### TASK DETAILS
Your output must match the records below character for character.

Excerpts from a dataset:
───
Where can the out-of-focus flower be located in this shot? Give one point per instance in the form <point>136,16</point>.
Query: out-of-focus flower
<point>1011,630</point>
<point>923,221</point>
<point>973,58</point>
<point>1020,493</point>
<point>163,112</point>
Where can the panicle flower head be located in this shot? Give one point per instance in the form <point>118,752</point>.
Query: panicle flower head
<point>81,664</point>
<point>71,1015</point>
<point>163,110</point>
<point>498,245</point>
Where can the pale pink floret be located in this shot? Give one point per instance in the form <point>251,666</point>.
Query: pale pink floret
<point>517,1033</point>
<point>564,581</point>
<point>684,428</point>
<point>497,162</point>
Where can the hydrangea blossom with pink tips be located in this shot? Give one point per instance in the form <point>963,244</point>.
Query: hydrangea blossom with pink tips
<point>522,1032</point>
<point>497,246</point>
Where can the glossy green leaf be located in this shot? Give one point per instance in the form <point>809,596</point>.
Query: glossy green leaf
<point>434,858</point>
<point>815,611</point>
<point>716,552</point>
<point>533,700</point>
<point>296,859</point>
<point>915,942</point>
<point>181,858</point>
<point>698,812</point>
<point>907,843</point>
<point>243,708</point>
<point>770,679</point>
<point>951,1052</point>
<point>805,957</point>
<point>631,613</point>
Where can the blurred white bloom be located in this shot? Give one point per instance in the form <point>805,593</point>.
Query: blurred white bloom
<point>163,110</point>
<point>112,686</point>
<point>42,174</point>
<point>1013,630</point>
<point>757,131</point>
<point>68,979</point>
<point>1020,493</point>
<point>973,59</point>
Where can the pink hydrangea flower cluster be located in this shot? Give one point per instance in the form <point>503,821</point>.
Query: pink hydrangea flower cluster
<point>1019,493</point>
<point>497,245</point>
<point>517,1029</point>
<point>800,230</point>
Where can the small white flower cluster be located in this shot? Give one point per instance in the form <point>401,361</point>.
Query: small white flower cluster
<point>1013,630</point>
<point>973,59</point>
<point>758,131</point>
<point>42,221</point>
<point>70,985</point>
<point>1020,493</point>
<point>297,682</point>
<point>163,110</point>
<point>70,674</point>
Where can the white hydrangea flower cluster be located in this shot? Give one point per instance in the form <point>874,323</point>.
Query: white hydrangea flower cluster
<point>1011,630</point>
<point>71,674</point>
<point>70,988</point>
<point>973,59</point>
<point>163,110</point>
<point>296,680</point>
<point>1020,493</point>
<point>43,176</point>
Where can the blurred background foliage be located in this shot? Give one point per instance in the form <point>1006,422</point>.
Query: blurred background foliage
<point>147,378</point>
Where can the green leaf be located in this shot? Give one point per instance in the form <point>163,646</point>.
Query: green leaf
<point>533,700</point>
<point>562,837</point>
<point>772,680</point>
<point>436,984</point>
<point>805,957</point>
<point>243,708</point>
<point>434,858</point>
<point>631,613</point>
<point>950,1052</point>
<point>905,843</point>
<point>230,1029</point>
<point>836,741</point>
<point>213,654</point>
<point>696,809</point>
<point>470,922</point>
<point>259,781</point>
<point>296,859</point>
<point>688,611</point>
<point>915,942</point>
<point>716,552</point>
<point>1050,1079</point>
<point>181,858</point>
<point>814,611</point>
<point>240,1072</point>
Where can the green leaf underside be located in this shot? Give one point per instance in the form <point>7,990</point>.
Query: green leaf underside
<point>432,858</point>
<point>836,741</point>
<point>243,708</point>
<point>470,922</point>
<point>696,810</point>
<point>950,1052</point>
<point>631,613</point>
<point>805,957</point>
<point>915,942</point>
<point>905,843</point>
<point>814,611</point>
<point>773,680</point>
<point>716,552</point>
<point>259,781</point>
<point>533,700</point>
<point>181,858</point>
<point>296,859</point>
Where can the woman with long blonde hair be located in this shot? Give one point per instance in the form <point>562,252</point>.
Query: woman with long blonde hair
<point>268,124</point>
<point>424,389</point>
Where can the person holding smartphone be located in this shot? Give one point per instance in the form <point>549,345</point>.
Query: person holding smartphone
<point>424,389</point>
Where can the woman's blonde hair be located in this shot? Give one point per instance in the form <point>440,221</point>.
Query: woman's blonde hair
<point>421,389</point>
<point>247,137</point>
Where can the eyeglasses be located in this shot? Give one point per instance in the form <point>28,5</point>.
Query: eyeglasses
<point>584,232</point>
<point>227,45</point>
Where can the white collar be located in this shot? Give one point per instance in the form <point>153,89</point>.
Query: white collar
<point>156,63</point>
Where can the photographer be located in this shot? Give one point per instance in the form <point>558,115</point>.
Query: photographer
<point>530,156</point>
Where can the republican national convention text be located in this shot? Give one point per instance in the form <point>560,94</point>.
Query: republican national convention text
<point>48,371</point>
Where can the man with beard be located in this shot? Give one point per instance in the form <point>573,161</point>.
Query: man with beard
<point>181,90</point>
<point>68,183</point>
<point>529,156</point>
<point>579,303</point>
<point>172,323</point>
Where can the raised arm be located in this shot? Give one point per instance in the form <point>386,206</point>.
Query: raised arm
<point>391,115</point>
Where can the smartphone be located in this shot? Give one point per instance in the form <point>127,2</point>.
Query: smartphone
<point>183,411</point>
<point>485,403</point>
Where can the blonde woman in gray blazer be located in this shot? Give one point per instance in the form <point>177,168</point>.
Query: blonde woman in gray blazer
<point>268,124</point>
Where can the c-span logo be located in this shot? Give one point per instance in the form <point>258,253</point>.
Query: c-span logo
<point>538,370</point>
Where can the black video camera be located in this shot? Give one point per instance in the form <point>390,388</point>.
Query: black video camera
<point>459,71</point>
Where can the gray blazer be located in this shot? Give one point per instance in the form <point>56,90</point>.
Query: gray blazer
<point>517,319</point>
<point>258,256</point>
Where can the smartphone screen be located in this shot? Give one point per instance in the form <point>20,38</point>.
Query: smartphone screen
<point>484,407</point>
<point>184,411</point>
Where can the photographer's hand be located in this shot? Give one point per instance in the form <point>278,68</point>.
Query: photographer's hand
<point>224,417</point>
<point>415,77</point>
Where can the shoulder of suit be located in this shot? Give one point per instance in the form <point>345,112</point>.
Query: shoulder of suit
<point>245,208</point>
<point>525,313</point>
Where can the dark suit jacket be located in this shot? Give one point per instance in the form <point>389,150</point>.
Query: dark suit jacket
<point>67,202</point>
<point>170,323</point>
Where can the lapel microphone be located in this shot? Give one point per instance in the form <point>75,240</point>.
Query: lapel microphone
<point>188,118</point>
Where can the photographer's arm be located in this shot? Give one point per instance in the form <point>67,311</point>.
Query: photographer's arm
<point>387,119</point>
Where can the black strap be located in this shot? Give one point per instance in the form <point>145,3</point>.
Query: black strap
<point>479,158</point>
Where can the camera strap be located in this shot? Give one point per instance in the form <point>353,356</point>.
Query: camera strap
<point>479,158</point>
───
### EXPECTED OUTPUT
Where can the out-of-focus flower be located in this shot? Give one point per instance in the form <point>136,16</point>.
Query: out-of-focus flower
<point>1011,630</point>
<point>923,221</point>
<point>973,58</point>
<point>1020,493</point>
<point>163,112</point>
Where can the panicle flower head be located in this shot? Give one point per instance in the form <point>118,752</point>.
Query: panicle flower head
<point>81,664</point>
<point>71,1015</point>
<point>163,110</point>
<point>498,245</point>
Where can the pale pink floret be located in this shot? Give one point per instance in the form <point>251,666</point>.
Query: pale pink floret
<point>517,1033</point>
<point>564,581</point>
<point>684,428</point>
<point>497,162</point>
Where can the hydrangea blossom with pink tips be located in this shot? Give one point per instance in the form <point>963,244</point>.
Query: hydrangea blossom with pink tips
<point>522,1032</point>
<point>497,246</point>
Where can the glossy green leaf be located in this shot? Give one point per instance in the form <point>809,596</point>.
Query: glossy green leaf
<point>434,858</point>
<point>815,611</point>
<point>716,552</point>
<point>533,700</point>
<point>296,859</point>
<point>915,942</point>
<point>181,858</point>
<point>698,812</point>
<point>907,843</point>
<point>243,708</point>
<point>770,679</point>
<point>951,1052</point>
<point>805,957</point>
<point>631,613</point>
Where can the blurred white bloom be located in this shot? Give one point per instance in the form <point>805,593</point>.
Query: blurred white bloom
<point>163,110</point>
<point>112,686</point>
<point>42,174</point>
<point>1013,630</point>
<point>757,131</point>
<point>68,979</point>
<point>1020,493</point>
<point>973,59</point>
Where can the pink hydrangea flower cluster be located in this shot? Give one point per instance in the form <point>503,821</point>.
Query: pink hydrangea flower cluster
<point>1019,493</point>
<point>497,245</point>
<point>517,1029</point>
<point>800,230</point>
Where can the small white flower cluster be located in this shot? Give one point per instance in the form <point>401,361</point>.
Query: small white flower cluster
<point>1013,630</point>
<point>973,59</point>
<point>758,131</point>
<point>42,221</point>
<point>70,985</point>
<point>1020,493</point>
<point>297,682</point>
<point>163,110</point>
<point>70,674</point>
Where can the white hydrangea flower cluster be located in this shot? Give one point per instance in the form <point>874,323</point>.
Query: white hydrangea flower cluster
<point>1011,630</point>
<point>71,674</point>
<point>70,988</point>
<point>973,59</point>
<point>163,110</point>
<point>296,680</point>
<point>1020,493</point>
<point>43,176</point>
Where can the blurred background foliage be located in this shot? Give one point per instance in the form <point>1006,422</point>.
Query: blurred background foliage
<point>147,378</point>
Where can the green leaf be located in this shot? Give one point per instance in the form <point>163,646</point>.
Query: green leaf
<point>533,700</point>
<point>562,837</point>
<point>772,680</point>
<point>436,984</point>
<point>805,957</point>
<point>243,708</point>
<point>434,858</point>
<point>631,613</point>
<point>950,1052</point>
<point>905,843</point>
<point>230,1029</point>
<point>836,741</point>
<point>213,654</point>
<point>696,809</point>
<point>470,922</point>
<point>259,781</point>
<point>296,859</point>
<point>688,611</point>
<point>915,942</point>
<point>716,552</point>
<point>1050,1079</point>
<point>181,858</point>
<point>814,611</point>
<point>240,1072</point>
Where can the green leaf underside be located in this shot? Give one point per instance in the form <point>7,990</point>.
Query: green leaf underside
<point>432,858</point>
<point>836,741</point>
<point>243,708</point>
<point>470,922</point>
<point>696,810</point>
<point>950,1052</point>
<point>631,613</point>
<point>805,957</point>
<point>915,942</point>
<point>905,843</point>
<point>814,611</point>
<point>773,680</point>
<point>716,552</point>
<point>259,781</point>
<point>533,700</point>
<point>181,858</point>
<point>296,859</point>
Where can the woman with long blonde hair be located in this shot? Give one point per instance in the form <point>562,252</point>.
Query: woman with long blonde hair
<point>268,124</point>
<point>424,389</point>
Where can the person holding smartphone be located in this shot? Give one point per instance in the form <point>549,345</point>.
Query: person holding smartphone
<point>424,389</point>
Where can the woman's blonde hair be located in this shot? Give one point per instance in the form <point>440,221</point>.
Query: woman's blonde hair
<point>421,389</point>
<point>247,137</point>
Where can the eyeglasses be located in this shot? Give one point per instance in the form <point>28,5</point>.
Query: eyeglasses
<point>584,232</point>
<point>227,45</point>
Where can the white collar be located in this shot? Give one point per instance in the form <point>153,89</point>.
Query: white collar
<point>156,63</point>
Where can the photographer be located in this shot? Give one point per instance in the form <point>558,115</point>.
Query: photographer
<point>530,156</point>
Where can the republican national convention text be located in this shot? Give one point per instance in the form <point>560,94</point>.
Query: republican national convention text
<point>48,371</point>
Where can the man with beard be located in this shot? Give one point per instance in the form <point>573,161</point>.
Query: man with beard
<point>181,90</point>
<point>68,183</point>
<point>529,156</point>
<point>579,303</point>
<point>172,323</point>
Where can the raised arm be located in this shot? Give one point per instance in the form <point>386,206</point>.
Query: raised arm
<point>391,115</point>
Where can the smartphone be located in this shot? Give one point per instance in the form <point>127,2</point>.
Query: smartphone
<point>183,411</point>
<point>485,403</point>
Where can the blonde woman in gray blazer be located in this shot? Give one point per instance in the form <point>177,168</point>.
Query: blonde woman in gray blazer
<point>268,124</point>
Where can the c-span logo be located in this shot? Give one point per instance in the form <point>258,253</point>.
Query: c-span logo
<point>538,370</point>
Where can the black video camera be located in this shot? Give one point per instance in the form <point>390,388</point>.
Query: black video camera
<point>459,71</point>
Where can the gray blazer be located in this shot? Give one point per instance in the form <point>56,90</point>.
Query: gray blazer
<point>517,319</point>
<point>258,256</point>
Where can the smartphone screen be located in this shot? Give one point per instance in the form <point>20,38</point>.
Query: smartphone screen
<point>484,407</point>
<point>184,411</point>
Where can the photographer's hand be located in this shot? Give one point per instance in the form <point>278,68</point>.
Query: photographer's hand
<point>224,417</point>
<point>415,77</point>
Where can the shoulder of suit be located in this shot? Give one point per instance in the form <point>345,112</point>.
Query: shoulder of suit
<point>245,208</point>
<point>525,313</point>
Where can the dark suit jacket be located in this shot? Give one point per instance in the form <point>389,150</point>.
Query: dark suit jacket
<point>67,202</point>
<point>170,323</point>
Where can the lapel microphone be located in this shot? Give one point per instance in the form <point>75,240</point>.
Query: lapel microphone
<point>188,118</point>
Where can the photographer's arm be located in this shot? Give one point per instance in the form <point>67,311</point>.
Query: photographer's arm
<point>387,119</point>
Where can the black strap be located in this shot? Give one point per instance in the form <point>145,3</point>.
Query: black strap
<point>479,158</point>
Where can the camera strap be located in this shot? Give one point per instance in the form <point>353,356</point>.
Query: camera strap
<point>479,158</point>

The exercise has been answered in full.